PROBLEM TO SOLVE: Copy out the lines of the entries below, starting at the line that contains "[point] at the green sports" and ending after the line that contains "[point] at the white sneaker", with both lines included.
***
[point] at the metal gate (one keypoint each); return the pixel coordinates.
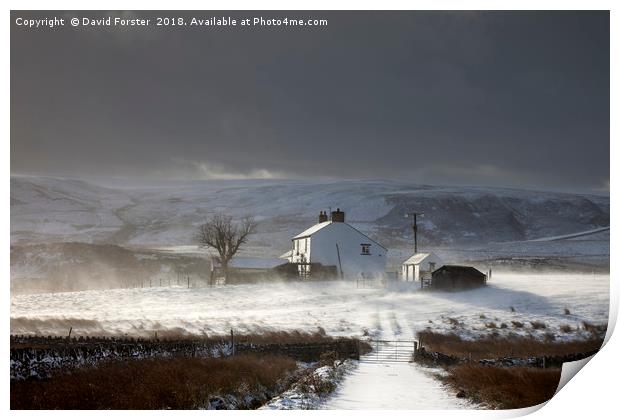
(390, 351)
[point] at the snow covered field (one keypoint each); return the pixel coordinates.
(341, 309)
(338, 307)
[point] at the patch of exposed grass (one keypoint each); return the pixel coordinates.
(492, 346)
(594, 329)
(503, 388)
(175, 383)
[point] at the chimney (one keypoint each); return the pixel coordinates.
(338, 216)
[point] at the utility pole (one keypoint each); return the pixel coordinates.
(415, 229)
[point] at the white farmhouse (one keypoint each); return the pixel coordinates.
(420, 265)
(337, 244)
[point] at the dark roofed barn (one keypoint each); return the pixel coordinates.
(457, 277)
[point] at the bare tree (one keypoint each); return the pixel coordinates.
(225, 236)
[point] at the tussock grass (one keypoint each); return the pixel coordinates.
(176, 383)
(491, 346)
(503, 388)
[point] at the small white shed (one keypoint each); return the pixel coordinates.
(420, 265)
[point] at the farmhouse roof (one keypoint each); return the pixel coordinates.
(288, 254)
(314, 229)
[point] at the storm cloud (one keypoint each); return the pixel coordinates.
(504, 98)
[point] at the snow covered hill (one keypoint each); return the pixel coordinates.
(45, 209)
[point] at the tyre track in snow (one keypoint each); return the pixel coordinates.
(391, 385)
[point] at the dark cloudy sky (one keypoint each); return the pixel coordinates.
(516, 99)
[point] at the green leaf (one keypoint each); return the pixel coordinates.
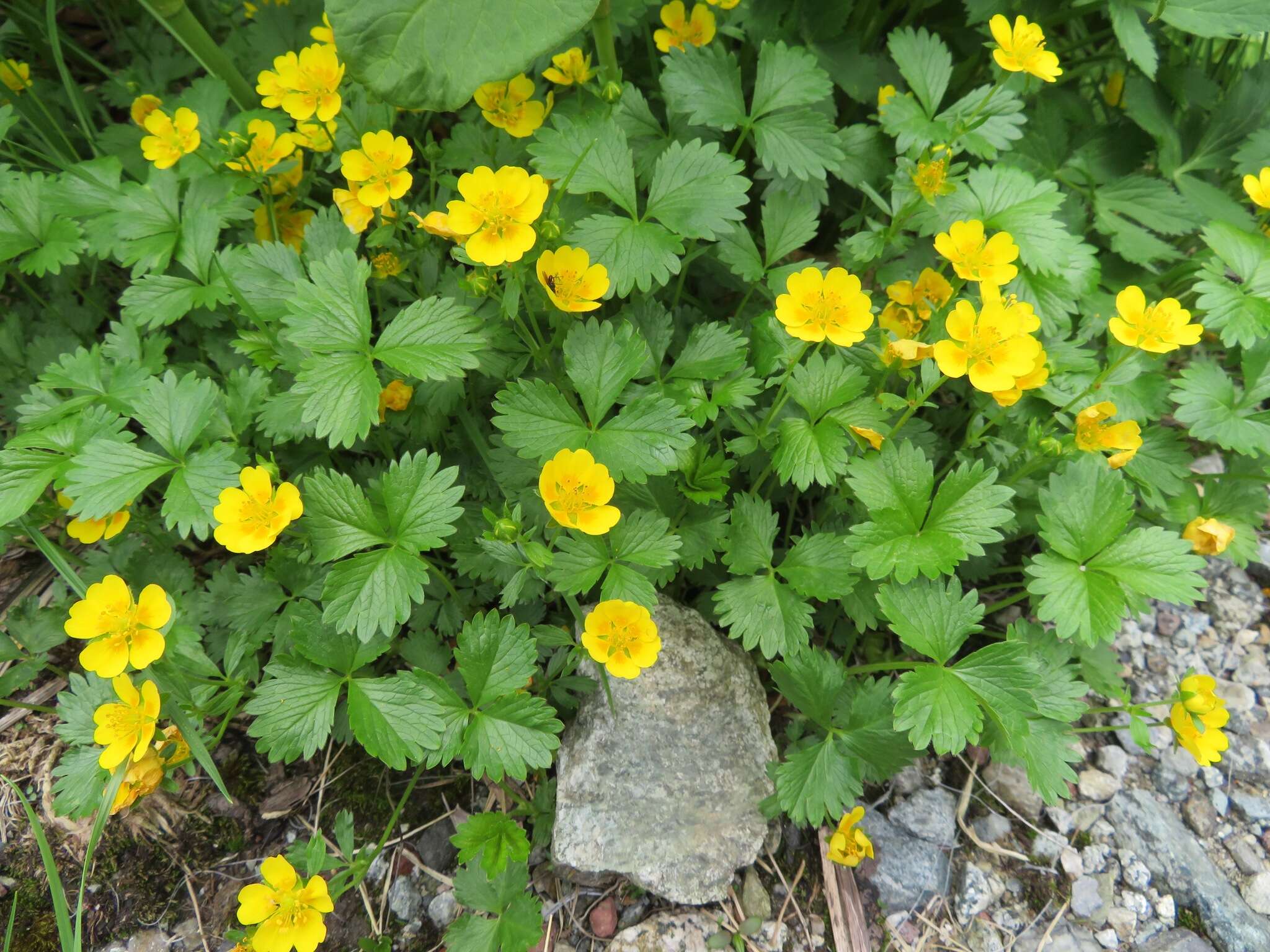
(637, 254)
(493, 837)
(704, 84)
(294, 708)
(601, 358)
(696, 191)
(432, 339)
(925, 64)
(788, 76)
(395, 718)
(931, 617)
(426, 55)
***
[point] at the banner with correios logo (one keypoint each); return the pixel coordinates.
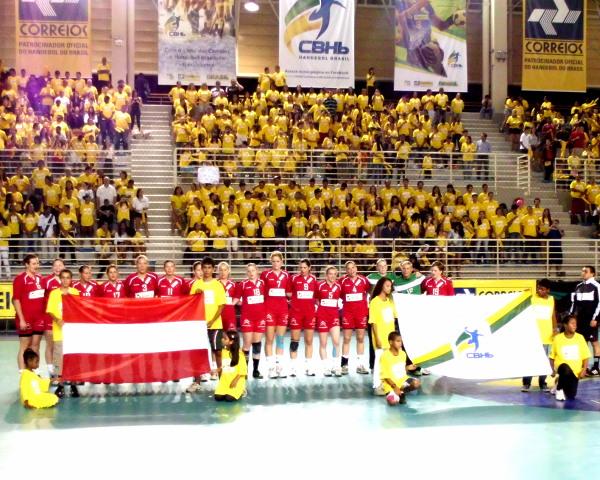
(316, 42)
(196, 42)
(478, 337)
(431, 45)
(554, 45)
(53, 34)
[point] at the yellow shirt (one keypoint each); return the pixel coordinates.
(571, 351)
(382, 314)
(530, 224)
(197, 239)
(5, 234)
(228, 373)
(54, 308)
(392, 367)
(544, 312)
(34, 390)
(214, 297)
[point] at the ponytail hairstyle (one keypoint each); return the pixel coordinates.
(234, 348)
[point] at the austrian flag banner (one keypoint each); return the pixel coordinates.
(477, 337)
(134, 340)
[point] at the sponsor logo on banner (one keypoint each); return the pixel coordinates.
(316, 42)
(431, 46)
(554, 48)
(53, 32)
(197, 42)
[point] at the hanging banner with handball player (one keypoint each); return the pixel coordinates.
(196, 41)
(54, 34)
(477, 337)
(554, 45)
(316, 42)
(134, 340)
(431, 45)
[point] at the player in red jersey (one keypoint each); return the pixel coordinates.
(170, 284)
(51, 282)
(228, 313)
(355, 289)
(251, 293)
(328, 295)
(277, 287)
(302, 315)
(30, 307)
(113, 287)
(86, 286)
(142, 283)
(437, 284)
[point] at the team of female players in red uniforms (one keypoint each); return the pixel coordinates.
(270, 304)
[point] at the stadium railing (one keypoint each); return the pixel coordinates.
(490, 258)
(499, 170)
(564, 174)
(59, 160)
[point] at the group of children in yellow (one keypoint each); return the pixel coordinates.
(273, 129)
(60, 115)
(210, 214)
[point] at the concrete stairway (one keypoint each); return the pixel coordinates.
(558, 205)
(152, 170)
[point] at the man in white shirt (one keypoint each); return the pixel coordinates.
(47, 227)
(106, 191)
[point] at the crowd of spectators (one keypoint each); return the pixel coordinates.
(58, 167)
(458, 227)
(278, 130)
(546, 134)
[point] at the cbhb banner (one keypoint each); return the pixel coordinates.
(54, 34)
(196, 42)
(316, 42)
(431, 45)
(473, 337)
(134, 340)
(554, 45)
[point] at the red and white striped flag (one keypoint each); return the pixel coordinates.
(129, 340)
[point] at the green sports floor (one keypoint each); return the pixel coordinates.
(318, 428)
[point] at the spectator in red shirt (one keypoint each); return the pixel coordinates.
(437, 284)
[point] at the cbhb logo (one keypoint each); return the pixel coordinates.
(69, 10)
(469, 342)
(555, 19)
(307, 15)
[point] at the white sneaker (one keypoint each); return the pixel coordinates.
***
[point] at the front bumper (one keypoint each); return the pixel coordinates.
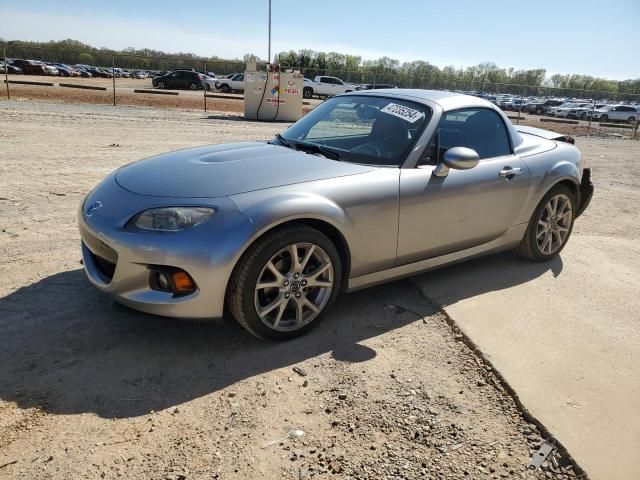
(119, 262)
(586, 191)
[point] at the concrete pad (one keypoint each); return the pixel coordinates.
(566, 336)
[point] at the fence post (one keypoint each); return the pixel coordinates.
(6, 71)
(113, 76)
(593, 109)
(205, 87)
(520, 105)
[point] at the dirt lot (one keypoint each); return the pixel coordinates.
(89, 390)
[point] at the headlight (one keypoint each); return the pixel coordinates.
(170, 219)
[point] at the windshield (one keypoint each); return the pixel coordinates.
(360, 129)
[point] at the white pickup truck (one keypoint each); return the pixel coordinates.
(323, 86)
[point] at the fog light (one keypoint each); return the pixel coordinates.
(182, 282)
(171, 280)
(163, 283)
***
EXPECTED ANSWER:
[point] at the green sports floor (one keypoint each); return the pixel coordinates.
(318, 428)
[point] at the spectator in red shirt (one keypoint each); return the pixel coordinates.
(437, 284)
[point] at the cbhb logo (one keypoint each); return the pixel coordinates.
(69, 10)
(469, 342)
(555, 19)
(307, 15)
[point] at the white sneaker (one keypoint each); return the pixel coordinates.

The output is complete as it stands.